## Exercise instructions
Go through the records below and return each line that has "bush" in it.

## Given data
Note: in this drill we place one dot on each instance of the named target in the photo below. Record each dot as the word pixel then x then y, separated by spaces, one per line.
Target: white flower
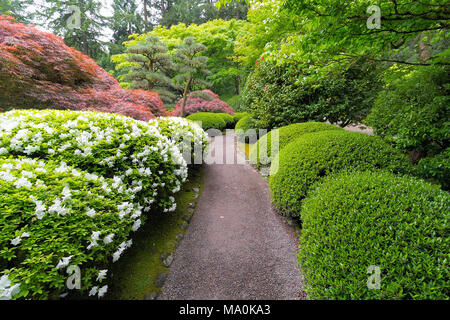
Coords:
pixel 102 274
pixel 16 241
pixel 90 212
pixel 95 235
pixel 7 292
pixel 64 262
pixel 102 291
pixel 22 182
pixel 136 225
pixel 108 238
pixel 93 291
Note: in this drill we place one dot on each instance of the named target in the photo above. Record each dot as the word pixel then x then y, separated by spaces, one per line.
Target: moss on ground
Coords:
pixel 135 274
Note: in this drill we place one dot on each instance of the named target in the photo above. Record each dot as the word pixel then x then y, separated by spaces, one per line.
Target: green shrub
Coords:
pixel 399 224
pixel 276 96
pixel 108 145
pixel 261 153
pixel 229 120
pixel 50 213
pixel 208 120
pixel 235 102
pixel 413 110
pixel 246 130
pixel 239 115
pixel 436 168
pixel 316 155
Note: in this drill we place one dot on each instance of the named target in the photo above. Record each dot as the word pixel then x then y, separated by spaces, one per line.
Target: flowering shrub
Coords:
pixel 189 137
pixel 37 70
pixel 109 145
pixel 53 216
pixel 203 101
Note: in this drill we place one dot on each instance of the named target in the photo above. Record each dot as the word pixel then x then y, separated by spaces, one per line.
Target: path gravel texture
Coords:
pixel 236 246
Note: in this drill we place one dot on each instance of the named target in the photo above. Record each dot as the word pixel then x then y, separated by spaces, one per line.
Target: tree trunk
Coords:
pixel 145 15
pixel 238 85
pixel 423 48
pixel 186 90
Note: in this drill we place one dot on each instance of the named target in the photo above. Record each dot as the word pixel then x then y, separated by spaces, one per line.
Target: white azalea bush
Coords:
pixel 190 138
pixel 73 188
pixel 113 146
pixel 53 216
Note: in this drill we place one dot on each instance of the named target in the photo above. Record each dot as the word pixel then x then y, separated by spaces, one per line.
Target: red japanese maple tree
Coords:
pixel 37 70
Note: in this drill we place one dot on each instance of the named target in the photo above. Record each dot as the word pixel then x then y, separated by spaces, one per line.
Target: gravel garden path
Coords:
pixel 236 246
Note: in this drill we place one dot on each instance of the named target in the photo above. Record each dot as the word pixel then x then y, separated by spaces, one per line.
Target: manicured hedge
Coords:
pixel 208 120
pixel 229 120
pixel 316 155
pixel 399 224
pixel 53 216
pixel 261 153
pixel 246 130
pixel 108 145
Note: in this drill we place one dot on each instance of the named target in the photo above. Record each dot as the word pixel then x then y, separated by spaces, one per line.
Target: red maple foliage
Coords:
pixel 203 101
pixel 38 70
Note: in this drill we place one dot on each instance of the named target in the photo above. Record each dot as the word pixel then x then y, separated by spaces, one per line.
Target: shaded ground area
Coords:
pixel 236 246
pixel 141 272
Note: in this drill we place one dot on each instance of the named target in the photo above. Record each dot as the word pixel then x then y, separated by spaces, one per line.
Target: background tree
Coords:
pixel 56 14
pixel 150 63
pixel 192 67
pixel 17 9
pixel 219 36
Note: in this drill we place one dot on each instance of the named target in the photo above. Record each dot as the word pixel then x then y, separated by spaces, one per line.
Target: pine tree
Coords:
pixel 17 9
pixel 58 14
pixel 152 65
pixel 191 67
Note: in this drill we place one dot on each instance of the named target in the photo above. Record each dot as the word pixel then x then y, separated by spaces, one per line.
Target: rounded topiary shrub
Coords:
pixel 208 120
pixel 262 154
pixel 315 155
pixel 357 220
pixel 246 130
pixel 229 120
pixel 109 145
pixel 53 216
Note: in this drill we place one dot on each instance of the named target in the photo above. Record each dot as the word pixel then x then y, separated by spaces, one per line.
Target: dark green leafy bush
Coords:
pixel 316 155
pixel 412 112
pixel 276 98
pixel 261 152
pixel 208 120
pixel 239 115
pixel 53 216
pixel 246 130
pixel 399 224
pixel 436 168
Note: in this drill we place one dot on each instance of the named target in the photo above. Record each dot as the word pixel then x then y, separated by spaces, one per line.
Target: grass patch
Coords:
pixel 134 275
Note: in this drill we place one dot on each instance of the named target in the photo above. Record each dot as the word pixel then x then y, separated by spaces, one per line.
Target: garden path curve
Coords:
pixel 236 246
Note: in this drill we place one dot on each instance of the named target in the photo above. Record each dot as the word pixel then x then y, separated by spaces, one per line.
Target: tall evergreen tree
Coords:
pixel 126 20
pixel 17 9
pixel 61 16
pixel 152 62
pixel 191 67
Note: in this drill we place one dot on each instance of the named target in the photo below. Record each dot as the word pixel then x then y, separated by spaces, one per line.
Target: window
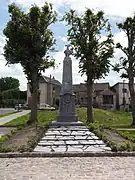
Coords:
pixel 124 90
pixel 107 99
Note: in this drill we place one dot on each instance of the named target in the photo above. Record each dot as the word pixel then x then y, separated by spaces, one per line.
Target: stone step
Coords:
pixel 70 139
pixel 71 142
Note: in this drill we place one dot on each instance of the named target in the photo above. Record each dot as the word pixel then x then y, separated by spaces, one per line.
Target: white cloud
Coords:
pixel 111 7
pixel 62 38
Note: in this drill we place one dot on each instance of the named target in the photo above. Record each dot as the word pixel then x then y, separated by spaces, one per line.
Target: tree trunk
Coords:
pixel 34 102
pixel 132 94
pixel 89 100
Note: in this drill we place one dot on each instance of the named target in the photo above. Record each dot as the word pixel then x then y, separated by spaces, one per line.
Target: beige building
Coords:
pixel 103 96
pixel 122 95
pixel 49 89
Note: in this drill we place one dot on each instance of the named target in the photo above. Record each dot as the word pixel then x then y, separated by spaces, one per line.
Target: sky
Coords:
pixel 115 10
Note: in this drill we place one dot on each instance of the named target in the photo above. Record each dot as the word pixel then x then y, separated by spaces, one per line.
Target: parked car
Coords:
pixel 43 106
pixel 18 106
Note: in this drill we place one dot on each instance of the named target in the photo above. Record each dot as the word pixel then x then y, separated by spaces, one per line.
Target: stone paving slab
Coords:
pixel 70 139
pixel 68 168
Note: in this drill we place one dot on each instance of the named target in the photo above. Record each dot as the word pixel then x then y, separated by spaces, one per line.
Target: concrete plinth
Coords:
pixel 59 124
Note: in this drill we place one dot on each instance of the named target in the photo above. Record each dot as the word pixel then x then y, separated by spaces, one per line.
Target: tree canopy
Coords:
pixel 93 49
pixel 126 64
pixel 29 40
pixel 8 83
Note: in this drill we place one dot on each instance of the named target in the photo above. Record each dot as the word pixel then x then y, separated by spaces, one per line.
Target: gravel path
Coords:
pixel 85 168
pixel 70 139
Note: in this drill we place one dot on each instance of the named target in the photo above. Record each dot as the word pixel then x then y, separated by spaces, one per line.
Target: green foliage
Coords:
pixel 28 42
pixel 127 62
pixel 90 47
pixel 29 38
pixel 9 83
pixel 3 115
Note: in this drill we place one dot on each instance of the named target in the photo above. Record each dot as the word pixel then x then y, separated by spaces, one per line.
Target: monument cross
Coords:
pixel 67 114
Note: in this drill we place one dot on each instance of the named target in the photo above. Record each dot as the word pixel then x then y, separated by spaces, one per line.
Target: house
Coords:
pixel 49 90
pixel 103 96
pixel 122 95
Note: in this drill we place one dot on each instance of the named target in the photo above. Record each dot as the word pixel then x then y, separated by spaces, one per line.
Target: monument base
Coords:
pixel 67 118
pixel 59 124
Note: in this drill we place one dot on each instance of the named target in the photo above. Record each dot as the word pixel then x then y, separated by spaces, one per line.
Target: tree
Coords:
pixel 28 42
pixel 92 50
pixel 127 62
pixel 8 83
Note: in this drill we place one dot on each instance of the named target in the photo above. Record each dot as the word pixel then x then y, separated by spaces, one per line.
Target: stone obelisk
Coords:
pixel 67 114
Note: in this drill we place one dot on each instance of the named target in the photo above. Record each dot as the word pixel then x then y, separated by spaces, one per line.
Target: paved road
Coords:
pixel 6 110
pixel 8 118
pixel 71 168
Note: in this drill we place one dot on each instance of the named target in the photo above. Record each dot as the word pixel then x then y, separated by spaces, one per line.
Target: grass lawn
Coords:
pixel 108 118
pixel 27 137
pixel 43 118
pixel 6 114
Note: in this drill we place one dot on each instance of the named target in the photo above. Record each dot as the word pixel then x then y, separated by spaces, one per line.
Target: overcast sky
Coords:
pixel 116 11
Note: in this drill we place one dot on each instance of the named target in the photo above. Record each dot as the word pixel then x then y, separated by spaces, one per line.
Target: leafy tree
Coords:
pixel 92 50
pixel 8 83
pixel 127 62
pixel 28 41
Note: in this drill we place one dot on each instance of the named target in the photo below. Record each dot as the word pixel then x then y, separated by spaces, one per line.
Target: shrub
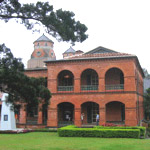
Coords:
pixel 142 129
pixel 93 132
pixel 45 130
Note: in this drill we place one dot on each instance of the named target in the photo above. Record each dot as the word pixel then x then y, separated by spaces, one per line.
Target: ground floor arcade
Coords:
pixel 62 111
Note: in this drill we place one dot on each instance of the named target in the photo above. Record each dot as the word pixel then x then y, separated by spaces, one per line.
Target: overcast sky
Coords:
pixel 120 25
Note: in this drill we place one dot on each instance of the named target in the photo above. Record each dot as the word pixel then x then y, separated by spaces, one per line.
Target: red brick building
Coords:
pixel 100 81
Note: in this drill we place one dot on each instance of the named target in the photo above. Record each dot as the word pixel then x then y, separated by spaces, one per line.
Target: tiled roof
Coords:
pixel 100 55
pixel 43 38
pixel 99 52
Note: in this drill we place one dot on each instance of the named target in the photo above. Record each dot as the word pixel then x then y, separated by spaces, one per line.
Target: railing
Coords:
pixel 65 123
pixel 114 87
pixel 65 88
pixel 89 87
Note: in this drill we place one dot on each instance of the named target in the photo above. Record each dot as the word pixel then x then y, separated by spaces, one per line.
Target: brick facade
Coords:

## Answer below
Target: white azalea bush
Target: dark green leafy bush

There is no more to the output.